QUOTED TEXT:
START

Finally, we can do a quick strings on the resulting file to ensure that the dump looks legit (ie contains at least some readable strings).

The resulting binary file can be unpacked nicely via binwalk as before.

Diffing the update

Moving both unpacked filesystems over to a Windows box and dropping them into WinMerge, we can see that really not much has changed.

The files compiler_data, version, and FUNCTION_SCRIPT do not contain any interesting changes (apart from perhaps for some data which might be useful for fingerprinting). The change to util_system.asp is not too interesting either. So, pretty much we will be looking at Belkin's modifications to webs, the GoAhead Webserver.

END

EXERCISE TASK A: Reproduce verbatim the records from the line with "the blurred shrub." to the line with "[(313, 255), (118, 298), (230, 307), (321, 271), (187, 251)]", including both of those lines.

DATA ROWS:
START

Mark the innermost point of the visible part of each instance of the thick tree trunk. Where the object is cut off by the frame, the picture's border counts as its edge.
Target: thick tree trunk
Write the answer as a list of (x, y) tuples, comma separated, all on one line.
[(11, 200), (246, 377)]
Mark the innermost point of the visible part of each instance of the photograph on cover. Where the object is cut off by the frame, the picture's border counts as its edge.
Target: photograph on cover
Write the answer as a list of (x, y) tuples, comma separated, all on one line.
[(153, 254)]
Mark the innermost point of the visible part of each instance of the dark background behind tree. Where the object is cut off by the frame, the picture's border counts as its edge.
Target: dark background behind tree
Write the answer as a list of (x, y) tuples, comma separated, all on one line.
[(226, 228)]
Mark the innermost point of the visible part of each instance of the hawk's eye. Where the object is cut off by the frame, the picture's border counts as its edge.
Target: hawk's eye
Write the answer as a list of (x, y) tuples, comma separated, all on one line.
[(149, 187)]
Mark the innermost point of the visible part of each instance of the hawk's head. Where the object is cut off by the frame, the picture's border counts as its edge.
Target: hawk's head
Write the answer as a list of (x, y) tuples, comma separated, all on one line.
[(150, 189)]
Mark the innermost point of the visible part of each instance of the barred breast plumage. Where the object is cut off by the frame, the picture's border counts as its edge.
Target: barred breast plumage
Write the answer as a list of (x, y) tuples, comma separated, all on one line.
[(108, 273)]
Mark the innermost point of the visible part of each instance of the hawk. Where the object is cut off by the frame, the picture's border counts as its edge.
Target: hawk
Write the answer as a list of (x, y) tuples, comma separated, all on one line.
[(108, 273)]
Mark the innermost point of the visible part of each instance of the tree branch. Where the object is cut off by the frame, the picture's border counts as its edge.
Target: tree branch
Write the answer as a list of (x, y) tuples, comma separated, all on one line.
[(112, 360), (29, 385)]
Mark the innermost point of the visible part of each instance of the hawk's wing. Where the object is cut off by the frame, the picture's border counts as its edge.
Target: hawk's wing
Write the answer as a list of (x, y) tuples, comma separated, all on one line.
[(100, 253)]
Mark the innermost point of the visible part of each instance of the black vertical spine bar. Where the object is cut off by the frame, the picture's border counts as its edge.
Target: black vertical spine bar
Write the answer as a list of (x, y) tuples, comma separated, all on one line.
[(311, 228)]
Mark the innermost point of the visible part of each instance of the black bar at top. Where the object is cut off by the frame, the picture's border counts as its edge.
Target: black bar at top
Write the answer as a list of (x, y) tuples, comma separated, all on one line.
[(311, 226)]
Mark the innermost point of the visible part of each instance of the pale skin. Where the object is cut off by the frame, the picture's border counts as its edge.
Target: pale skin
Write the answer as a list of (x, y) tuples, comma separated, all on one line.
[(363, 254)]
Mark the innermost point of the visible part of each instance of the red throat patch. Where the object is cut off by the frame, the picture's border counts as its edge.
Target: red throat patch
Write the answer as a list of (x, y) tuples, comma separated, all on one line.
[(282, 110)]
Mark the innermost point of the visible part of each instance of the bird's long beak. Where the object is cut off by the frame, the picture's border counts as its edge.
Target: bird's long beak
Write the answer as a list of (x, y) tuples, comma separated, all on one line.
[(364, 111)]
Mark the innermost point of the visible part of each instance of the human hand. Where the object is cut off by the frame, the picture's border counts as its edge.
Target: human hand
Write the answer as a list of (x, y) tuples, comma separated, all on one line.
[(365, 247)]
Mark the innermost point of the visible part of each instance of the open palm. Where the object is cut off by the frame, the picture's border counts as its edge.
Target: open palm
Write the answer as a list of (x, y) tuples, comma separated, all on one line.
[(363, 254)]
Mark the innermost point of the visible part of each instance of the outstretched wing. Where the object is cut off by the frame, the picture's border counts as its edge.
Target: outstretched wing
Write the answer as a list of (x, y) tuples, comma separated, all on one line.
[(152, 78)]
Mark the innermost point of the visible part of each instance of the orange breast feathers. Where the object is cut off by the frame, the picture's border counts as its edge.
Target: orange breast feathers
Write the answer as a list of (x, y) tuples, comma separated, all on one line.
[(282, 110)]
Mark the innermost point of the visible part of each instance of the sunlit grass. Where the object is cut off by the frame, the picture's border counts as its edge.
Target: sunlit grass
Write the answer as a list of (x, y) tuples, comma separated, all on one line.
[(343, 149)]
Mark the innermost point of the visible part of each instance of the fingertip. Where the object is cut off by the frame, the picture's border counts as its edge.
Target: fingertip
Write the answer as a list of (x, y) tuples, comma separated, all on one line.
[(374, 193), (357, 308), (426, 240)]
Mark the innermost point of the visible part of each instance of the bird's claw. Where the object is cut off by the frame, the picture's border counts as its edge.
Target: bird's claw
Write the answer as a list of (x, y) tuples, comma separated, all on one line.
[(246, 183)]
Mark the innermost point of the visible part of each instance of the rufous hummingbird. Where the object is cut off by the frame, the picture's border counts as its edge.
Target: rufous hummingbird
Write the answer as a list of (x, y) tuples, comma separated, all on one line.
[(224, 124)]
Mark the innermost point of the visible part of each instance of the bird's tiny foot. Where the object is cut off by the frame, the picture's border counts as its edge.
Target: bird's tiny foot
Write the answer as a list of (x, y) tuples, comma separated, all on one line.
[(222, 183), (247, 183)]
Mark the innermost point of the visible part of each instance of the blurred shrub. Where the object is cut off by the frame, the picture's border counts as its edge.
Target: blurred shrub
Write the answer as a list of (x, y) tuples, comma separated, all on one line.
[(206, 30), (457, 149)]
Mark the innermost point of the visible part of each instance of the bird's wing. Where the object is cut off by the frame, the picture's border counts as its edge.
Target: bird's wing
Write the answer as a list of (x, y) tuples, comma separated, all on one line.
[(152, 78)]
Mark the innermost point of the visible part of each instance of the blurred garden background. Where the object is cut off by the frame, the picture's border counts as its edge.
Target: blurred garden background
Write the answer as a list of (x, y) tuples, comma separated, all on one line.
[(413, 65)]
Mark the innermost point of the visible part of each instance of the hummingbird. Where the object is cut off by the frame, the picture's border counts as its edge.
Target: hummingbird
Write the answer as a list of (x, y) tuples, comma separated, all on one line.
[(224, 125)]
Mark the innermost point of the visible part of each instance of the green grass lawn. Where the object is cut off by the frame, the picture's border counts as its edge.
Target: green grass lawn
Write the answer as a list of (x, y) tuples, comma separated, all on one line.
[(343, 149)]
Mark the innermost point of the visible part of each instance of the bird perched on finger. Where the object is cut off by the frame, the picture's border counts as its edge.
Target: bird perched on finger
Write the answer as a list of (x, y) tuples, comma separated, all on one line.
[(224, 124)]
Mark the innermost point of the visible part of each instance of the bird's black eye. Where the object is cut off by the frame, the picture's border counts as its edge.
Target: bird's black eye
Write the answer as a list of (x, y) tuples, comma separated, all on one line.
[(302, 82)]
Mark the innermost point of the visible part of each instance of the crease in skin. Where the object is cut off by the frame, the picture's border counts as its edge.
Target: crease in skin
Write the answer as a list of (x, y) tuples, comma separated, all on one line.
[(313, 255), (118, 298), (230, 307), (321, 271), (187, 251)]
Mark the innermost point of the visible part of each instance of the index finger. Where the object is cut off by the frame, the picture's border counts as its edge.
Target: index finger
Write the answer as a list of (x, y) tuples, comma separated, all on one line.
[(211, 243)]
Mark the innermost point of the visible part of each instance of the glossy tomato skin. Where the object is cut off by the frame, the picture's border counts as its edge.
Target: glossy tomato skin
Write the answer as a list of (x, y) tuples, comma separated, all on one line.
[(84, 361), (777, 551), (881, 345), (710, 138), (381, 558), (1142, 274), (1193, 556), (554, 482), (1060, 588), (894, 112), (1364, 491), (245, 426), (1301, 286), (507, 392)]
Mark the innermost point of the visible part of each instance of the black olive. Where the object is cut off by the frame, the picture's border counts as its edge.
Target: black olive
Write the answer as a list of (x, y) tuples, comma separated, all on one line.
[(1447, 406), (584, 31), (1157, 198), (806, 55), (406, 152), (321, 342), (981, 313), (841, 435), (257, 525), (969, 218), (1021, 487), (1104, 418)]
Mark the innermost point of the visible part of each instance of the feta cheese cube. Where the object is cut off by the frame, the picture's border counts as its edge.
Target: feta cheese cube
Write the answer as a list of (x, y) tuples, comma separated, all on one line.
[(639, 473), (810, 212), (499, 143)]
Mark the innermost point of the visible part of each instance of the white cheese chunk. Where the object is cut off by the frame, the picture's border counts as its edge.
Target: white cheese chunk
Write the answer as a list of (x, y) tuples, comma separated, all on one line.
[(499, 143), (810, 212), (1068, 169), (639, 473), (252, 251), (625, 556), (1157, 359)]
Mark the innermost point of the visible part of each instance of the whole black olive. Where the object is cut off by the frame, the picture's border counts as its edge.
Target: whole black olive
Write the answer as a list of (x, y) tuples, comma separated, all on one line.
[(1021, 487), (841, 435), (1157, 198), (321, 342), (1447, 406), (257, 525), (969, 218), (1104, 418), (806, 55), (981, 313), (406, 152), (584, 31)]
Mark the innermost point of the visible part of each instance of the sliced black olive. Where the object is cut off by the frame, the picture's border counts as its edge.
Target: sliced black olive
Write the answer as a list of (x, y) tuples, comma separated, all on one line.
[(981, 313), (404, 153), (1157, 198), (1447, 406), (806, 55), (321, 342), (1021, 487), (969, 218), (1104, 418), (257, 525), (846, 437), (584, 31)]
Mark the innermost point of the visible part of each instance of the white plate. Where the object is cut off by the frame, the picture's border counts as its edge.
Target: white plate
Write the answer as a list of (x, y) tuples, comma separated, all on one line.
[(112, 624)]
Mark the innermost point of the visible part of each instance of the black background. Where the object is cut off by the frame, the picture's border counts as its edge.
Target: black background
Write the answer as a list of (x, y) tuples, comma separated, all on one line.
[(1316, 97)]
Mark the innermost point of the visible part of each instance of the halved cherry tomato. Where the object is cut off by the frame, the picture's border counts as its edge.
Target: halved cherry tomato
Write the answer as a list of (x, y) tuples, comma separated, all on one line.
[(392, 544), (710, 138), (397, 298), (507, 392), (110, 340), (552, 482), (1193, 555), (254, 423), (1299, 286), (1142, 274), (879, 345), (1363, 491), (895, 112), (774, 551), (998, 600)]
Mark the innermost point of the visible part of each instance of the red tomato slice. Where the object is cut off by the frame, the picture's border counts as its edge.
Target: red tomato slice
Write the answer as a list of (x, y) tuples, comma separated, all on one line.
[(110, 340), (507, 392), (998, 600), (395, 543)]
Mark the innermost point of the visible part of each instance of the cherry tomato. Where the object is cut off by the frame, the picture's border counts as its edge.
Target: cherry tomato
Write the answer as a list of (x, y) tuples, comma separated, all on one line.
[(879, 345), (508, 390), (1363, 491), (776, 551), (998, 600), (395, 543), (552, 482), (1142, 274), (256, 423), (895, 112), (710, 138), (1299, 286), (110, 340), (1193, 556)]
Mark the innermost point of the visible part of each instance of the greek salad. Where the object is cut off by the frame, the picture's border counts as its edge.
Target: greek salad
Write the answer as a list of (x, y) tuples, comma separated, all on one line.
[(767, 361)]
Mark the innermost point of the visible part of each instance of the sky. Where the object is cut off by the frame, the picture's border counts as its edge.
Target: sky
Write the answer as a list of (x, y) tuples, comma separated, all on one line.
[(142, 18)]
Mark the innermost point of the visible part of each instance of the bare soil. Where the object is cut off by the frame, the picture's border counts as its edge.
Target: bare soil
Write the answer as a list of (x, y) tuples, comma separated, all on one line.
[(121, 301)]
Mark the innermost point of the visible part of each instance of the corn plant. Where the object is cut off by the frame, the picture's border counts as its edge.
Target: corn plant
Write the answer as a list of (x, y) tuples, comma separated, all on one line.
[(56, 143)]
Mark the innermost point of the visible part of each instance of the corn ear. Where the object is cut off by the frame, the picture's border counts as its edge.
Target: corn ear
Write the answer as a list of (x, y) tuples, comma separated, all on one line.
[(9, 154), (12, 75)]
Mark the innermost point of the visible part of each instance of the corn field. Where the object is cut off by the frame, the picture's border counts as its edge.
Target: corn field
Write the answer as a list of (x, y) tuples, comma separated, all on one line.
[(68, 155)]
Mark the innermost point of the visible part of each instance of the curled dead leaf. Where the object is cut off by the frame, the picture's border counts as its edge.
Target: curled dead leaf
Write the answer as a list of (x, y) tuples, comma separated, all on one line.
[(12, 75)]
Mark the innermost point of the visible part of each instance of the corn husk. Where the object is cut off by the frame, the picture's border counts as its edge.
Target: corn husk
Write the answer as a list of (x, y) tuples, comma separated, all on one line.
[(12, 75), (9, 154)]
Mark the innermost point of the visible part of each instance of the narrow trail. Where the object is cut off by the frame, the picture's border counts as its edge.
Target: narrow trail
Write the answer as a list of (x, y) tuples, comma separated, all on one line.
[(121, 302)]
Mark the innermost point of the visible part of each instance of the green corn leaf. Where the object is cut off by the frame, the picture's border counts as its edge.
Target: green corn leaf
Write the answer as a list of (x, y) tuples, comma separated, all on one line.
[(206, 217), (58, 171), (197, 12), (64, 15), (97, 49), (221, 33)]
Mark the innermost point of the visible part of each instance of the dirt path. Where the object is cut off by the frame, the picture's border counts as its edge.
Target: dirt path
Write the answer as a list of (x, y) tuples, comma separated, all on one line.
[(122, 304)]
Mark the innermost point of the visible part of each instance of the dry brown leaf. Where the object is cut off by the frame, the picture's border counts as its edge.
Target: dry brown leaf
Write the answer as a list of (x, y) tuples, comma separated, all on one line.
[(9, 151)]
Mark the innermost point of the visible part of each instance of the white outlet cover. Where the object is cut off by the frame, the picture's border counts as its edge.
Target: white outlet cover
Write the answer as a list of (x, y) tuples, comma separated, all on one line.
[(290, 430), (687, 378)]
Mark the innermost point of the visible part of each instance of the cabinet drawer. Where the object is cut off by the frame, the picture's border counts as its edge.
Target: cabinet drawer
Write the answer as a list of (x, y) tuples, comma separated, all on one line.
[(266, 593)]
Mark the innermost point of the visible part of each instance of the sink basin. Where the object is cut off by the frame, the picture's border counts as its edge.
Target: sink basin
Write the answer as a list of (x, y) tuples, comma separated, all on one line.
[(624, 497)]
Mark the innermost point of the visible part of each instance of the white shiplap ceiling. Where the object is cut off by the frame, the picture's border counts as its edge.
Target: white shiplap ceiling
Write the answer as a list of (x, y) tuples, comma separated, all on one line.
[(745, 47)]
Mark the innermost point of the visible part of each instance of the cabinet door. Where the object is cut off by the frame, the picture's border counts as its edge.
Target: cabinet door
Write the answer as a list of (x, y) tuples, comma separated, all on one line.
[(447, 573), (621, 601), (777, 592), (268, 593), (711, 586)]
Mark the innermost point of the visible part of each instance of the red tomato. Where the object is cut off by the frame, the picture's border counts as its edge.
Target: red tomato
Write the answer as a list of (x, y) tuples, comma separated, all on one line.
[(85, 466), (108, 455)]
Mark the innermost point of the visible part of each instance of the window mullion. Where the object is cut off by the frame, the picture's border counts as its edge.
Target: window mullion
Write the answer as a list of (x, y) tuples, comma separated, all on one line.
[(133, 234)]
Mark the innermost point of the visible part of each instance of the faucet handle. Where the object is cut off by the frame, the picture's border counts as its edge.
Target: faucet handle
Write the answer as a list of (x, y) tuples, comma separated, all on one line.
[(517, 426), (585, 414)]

END

EXERCISE TASK B: In the firmware update text, which program were the two unpacked filesystems dropped into for comparison?

REPLY A:
Mark the innermost point of the visible part of each instance of the blurred shrub. Where the object is cut off by the frame, the picture's border counts as its edge.
Target: blurred shrub
Write the answer as a list of (x, y) tuples, comma separated, all on one line.
[(206, 30), (457, 149)]
Mark the innermost point of the visible part of each instance of the bird's wing. Where the object is cut off by the frame, the picture's border counts as its edge.
Target: bird's wing
Write the answer as a list of (x, y) tuples, comma separated, all on one line.
[(152, 78)]
Mark the innermost point of the visible part of each instance of the blurred garden background. Where the object is cut off by the frame, the picture's border counts as its edge.
Target: blurred garden background
Write the answer as a list of (x, y) tuples, comma separated, all on one line.
[(413, 65)]
Mark the innermost point of the visible part of each instance of the hummingbird. Where the object is cut off by the frame, the picture's border counts as its edge.
Target: hummingbird
Write the answer as a list of (x, y) tuples, comma separated, all on one line.
[(224, 125)]
Mark the innermost point of the visible part of each instance of the green grass lawn. Where the object is cut off by the frame, the picture's border counts as its edge.
Target: green grass lawn
Write the answer as a list of (x, y) tuples, comma separated, all on one line.
[(343, 149)]
Mark the innermost point of the visible part of each instance of the bird perched on finger. Where the object is cut off by the frame, the picture's border counts as its edge.
Target: bird perched on finger
Write the answer as a list of (x, y) tuples, comma separated, all on one line.
[(224, 124)]
Mark the innermost point of the visible part of each instance of the bird's black eye. Where the object is cut off by the frame, the picture's border counts as its edge.
Target: bird's black eye
Write the answer as a list of (x, y) tuples, comma separated, all on one line.
[(302, 82)]
Mark the innermost point of the visible part of each instance of the crease in skin. Where the object is cut off by the frame, the picture's border counts as its edge.
Target: crease in skin
Write the answer as a list of (x, y) tuples, comma separated, all on one line.
[(313, 255), (118, 298), (230, 307), (321, 271), (187, 251)]

REPLY B: WinMerge